[Begin]
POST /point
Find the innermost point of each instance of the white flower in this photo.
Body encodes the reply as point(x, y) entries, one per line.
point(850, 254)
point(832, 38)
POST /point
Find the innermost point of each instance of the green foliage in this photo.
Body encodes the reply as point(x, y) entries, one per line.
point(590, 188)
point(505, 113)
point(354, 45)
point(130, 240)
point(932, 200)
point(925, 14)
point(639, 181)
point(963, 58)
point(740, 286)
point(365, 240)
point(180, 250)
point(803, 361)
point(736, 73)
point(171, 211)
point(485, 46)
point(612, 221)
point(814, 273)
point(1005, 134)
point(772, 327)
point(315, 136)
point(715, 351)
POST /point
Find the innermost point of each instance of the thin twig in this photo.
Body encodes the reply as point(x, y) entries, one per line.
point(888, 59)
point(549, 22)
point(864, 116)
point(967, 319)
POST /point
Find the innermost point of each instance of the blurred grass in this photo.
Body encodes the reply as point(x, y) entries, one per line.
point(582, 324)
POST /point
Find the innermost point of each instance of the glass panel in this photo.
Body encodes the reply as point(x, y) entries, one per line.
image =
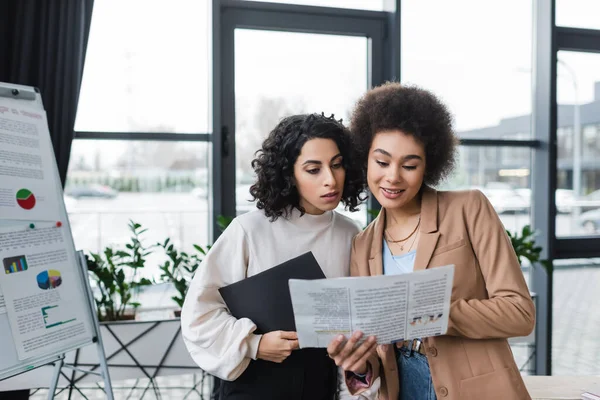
point(264, 92)
point(578, 13)
point(149, 76)
point(576, 318)
point(164, 186)
point(503, 175)
point(373, 5)
point(474, 61)
point(578, 133)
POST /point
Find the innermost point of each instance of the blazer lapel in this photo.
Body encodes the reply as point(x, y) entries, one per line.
point(375, 257)
point(429, 228)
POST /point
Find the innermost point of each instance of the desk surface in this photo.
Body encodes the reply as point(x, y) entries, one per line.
point(561, 387)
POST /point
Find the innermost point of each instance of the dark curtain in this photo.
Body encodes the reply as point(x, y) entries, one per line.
point(44, 43)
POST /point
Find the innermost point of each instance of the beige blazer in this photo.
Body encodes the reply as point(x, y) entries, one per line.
point(490, 299)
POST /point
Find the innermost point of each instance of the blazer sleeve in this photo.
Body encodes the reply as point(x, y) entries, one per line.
point(219, 343)
point(509, 310)
point(353, 387)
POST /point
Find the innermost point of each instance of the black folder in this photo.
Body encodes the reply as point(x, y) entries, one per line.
point(265, 298)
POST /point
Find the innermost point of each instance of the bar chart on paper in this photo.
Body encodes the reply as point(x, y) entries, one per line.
point(14, 264)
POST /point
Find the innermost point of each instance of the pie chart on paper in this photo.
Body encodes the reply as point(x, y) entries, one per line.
point(25, 199)
point(49, 279)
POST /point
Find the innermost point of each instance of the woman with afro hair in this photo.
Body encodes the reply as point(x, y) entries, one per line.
point(407, 146)
point(303, 170)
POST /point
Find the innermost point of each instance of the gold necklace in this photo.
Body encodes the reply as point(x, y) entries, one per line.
point(391, 239)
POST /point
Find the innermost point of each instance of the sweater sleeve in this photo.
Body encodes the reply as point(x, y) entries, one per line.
point(509, 310)
point(219, 343)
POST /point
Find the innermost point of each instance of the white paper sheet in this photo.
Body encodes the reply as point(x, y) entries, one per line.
point(392, 307)
point(27, 179)
point(40, 288)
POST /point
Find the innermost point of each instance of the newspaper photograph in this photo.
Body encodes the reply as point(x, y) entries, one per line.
point(390, 307)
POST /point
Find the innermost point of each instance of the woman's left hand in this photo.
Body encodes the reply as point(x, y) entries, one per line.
point(351, 356)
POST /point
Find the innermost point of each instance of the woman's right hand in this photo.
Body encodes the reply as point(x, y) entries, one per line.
point(276, 346)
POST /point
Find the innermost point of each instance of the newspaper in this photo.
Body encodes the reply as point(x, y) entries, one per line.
point(391, 307)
[End]
▶ Problem to solve
Please show each line of the records above that contains the string "white". Uppercase and lowercase count as different.

▶ Solution to this exercise
Find the innermost point of each instance of the white flower in this photo.
Find the innermost point of each instance of the white paper sheet in this photo.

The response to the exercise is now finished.